[Start of section]

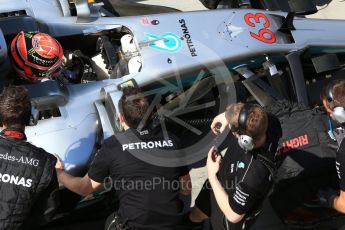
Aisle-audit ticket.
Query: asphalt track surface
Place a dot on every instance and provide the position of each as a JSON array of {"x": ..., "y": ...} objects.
[{"x": 328, "y": 9}]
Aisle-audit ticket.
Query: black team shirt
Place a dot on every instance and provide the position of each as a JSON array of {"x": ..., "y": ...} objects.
[
  {"x": 245, "y": 178},
  {"x": 148, "y": 194}
]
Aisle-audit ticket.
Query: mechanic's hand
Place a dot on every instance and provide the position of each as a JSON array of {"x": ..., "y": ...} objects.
[
  {"x": 59, "y": 164},
  {"x": 219, "y": 124},
  {"x": 213, "y": 166},
  {"x": 326, "y": 197},
  {"x": 339, "y": 135}
]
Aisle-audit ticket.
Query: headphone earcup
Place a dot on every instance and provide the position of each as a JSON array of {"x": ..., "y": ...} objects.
[
  {"x": 339, "y": 114},
  {"x": 246, "y": 142}
]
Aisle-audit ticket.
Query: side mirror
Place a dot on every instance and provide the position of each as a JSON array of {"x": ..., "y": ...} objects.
[
  {"x": 35, "y": 114},
  {"x": 87, "y": 12}
]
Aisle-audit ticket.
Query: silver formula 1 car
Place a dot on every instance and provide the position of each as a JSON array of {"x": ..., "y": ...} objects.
[{"x": 191, "y": 65}]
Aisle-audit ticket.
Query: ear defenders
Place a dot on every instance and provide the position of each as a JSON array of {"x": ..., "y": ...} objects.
[
  {"x": 338, "y": 111},
  {"x": 245, "y": 141}
]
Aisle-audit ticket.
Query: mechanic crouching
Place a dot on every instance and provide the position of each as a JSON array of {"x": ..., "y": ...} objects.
[
  {"x": 29, "y": 186},
  {"x": 333, "y": 98},
  {"x": 146, "y": 199},
  {"x": 238, "y": 183}
]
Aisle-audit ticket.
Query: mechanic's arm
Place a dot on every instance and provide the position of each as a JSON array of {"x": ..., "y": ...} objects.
[
  {"x": 185, "y": 185},
  {"x": 220, "y": 194},
  {"x": 339, "y": 202},
  {"x": 80, "y": 185}
]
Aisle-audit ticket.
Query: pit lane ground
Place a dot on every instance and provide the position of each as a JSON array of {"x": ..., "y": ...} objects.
[{"x": 328, "y": 9}]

[End of section]

• [TASK BRIEF]: Without any pictures, reproduce the lines from the first one in the material through the line that has "Query: side mirror", exactly as they appear.

• [EXERCISE OUTPUT]:
Aisle-audit ticket.
Query: asphalt track surface
Place a dot on every instance and provide the position of each as a JSON array of {"x": ..., "y": ...} objects.
[{"x": 328, "y": 9}]
Aisle-audit ticket.
Query: black team shirt
Place a dot on every instance and provide the position of each as a JSON array of {"x": ..., "y": ...} objects.
[
  {"x": 245, "y": 178},
  {"x": 148, "y": 194}
]
Aisle-audit ticket.
Query: mechanic's hand
Place a dot on every instance and provide the position of each as a JSON array of {"x": ..., "y": ...} objects.
[
  {"x": 59, "y": 164},
  {"x": 219, "y": 124},
  {"x": 213, "y": 166},
  {"x": 326, "y": 197},
  {"x": 339, "y": 135}
]
Aisle-audit ticket.
Query: headphone earcup
Place a dot on every instance and provide the position of each as a JSON array of {"x": ..., "y": ...} objects.
[
  {"x": 339, "y": 114},
  {"x": 246, "y": 142}
]
Aisle-audit ticket.
Query: side mirror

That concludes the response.